■ **Task to complete**: Below are some records; quote exactly the lines from the one that contains "for every instance of the white parking" through the one that contains "for every instance of the grass patch, set", inclusive, and no others.

■ **Study material**:
____________

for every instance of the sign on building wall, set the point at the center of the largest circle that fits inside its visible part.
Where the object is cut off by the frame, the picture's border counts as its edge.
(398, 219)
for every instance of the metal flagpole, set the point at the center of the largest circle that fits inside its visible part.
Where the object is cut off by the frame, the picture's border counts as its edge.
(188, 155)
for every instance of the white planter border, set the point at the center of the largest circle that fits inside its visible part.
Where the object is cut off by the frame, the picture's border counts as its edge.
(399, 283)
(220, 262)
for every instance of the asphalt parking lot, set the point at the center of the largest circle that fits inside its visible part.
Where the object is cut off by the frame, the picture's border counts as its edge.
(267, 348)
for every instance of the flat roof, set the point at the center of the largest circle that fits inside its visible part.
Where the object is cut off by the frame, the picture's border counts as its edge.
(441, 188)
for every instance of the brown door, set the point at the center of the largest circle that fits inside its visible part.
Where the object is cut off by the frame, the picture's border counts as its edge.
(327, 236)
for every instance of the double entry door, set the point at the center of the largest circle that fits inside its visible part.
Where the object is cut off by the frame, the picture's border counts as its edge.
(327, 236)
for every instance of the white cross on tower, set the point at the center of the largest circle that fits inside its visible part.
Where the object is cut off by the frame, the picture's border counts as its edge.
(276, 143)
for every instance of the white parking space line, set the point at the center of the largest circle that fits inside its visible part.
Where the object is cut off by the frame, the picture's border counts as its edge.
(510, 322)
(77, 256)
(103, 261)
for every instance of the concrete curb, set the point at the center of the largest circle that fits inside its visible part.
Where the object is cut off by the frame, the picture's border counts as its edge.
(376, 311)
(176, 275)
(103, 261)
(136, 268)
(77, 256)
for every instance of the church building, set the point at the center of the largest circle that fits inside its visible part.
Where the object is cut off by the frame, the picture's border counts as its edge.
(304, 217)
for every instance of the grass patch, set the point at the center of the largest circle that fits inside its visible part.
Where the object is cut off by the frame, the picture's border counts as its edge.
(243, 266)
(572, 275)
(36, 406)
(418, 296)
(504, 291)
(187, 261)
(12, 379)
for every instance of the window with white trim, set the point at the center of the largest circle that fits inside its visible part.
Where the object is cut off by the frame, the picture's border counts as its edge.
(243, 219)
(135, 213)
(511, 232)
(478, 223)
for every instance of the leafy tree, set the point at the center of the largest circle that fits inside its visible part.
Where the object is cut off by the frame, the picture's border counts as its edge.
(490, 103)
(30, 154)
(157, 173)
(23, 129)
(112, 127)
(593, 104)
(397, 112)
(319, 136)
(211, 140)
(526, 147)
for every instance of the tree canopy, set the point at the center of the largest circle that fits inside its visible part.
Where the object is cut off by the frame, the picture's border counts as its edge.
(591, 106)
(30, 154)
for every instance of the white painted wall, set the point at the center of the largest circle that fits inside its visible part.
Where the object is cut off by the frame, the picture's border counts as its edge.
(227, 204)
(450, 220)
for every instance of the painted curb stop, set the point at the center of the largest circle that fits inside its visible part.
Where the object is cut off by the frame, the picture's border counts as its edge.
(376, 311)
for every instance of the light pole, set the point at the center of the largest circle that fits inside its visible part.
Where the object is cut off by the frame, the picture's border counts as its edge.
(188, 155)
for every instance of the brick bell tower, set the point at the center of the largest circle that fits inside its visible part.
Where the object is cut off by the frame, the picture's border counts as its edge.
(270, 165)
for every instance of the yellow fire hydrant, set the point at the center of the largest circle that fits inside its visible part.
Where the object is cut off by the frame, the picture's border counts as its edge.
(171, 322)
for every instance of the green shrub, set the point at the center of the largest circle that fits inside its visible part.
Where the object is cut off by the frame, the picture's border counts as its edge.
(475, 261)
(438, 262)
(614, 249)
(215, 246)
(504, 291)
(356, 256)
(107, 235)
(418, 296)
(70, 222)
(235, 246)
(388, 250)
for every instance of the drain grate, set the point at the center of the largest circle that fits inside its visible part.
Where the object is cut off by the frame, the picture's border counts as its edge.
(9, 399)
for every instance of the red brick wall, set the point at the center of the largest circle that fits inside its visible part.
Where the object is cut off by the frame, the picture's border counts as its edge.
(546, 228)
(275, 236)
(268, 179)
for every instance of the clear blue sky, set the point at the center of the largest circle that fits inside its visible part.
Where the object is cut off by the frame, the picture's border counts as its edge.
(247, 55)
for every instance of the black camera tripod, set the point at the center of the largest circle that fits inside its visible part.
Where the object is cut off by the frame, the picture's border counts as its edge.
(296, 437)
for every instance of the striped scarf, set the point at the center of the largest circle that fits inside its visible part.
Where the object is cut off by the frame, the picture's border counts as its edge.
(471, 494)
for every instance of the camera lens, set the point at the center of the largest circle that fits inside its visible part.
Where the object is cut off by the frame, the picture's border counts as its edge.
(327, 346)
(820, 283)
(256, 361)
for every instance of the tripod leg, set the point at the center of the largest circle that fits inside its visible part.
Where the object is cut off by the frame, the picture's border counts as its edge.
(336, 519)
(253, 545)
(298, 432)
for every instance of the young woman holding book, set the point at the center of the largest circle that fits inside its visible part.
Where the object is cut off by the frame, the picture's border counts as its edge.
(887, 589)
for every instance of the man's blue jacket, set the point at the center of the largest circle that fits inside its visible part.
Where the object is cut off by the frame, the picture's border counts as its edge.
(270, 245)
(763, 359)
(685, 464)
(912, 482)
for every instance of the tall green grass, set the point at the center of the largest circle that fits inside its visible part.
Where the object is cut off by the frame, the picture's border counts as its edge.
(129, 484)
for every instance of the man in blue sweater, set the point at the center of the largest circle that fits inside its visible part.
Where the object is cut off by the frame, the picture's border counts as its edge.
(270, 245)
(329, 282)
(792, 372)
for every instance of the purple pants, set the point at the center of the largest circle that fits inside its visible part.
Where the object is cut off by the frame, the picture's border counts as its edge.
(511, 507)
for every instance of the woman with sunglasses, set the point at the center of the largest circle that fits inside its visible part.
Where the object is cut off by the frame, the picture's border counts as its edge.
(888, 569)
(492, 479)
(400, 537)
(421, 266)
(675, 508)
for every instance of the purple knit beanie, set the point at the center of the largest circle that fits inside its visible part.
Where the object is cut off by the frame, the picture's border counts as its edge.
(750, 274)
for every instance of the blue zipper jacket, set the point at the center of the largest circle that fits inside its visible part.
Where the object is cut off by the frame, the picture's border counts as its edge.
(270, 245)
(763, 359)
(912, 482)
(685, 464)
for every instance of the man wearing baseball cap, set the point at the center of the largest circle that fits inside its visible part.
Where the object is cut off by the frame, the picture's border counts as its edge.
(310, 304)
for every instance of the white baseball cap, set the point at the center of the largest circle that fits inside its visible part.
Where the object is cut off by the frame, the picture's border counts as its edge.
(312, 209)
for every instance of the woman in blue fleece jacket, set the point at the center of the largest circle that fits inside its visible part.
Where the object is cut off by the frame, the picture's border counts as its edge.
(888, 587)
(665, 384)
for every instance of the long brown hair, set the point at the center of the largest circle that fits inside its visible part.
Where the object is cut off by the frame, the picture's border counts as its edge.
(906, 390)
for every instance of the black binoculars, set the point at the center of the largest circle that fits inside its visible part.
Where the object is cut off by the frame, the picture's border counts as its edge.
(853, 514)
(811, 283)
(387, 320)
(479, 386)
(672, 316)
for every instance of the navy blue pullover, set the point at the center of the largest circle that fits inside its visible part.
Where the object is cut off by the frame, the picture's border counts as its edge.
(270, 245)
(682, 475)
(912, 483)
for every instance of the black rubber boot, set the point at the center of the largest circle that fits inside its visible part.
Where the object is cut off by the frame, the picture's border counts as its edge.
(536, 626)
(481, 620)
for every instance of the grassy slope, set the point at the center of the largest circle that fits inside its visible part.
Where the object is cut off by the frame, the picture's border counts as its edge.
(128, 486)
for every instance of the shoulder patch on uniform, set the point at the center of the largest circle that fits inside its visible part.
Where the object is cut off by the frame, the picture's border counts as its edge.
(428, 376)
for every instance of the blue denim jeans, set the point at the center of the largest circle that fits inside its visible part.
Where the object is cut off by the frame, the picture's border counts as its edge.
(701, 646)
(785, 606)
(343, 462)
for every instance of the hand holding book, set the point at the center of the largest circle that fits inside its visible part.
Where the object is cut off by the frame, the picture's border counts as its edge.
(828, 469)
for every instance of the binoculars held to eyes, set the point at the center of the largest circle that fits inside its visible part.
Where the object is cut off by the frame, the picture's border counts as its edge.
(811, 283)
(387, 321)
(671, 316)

____________

■ **Answer box**:
for every instance of the white parking space line, set the point at the center of the largest circle that fits inside its visible part.
Where the object is cut off by the frame, the picture's border counts as its edge.
(510, 322)
(77, 256)
(103, 261)
for every instance of the concrete curb, set the point at the center of the largest circle that fits inside its visible part.
Where the object is cut off by the frame, the picture's border counts as its edge.
(376, 311)
(176, 275)
(103, 261)
(136, 268)
(77, 256)
for every instance of the church building, set the point at the center of the largest circle that fits inside its visible part.
Where the object is cut off by the frame, the picture's border counts as its edge.
(304, 217)
for every instance of the grass patch, set the point at the center of the largest circle that fits inside its visible part.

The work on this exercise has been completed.